» STORED ROWS:

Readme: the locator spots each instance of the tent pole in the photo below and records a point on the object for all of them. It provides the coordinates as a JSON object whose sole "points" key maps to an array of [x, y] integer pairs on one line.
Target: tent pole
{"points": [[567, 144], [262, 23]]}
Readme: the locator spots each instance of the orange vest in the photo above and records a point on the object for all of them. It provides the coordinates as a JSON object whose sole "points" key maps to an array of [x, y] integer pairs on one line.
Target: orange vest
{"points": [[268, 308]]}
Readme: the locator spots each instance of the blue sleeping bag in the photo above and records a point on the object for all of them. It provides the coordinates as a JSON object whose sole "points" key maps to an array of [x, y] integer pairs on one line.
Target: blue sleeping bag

» EXERCISE: Rewrite the listing with every "locator" swapped for "marker", leaving everything else unchanged.

» ANSWER FOR THE TASK:
Readme: the marker spots each instance of the tent pole in the photo below and records a point on the object for all of them. It provides the coordinates as a JSON object whose sole "points" key maps to an array of [x, y] integer pairs on one line.
Target: tent pole
{"points": [[567, 144], [262, 23]]}
Readme: the marker spots each instance of the orange vest in the photo above and records a point on the object for all of them. It provides the coordinates as a JSON object whose sole "points" key maps to an array of [x, y] integer pairs on one line.
Target: orange vest
{"points": [[268, 308]]}
Readme: the marker spots each instance of the blue sleeping bag in the photo above and records a point on the object for all of them. It provides the coordinates as a JSON object whose sole "points" key maps to an array of [x, y] integer pairs on one line.
Target: blue sleeping bag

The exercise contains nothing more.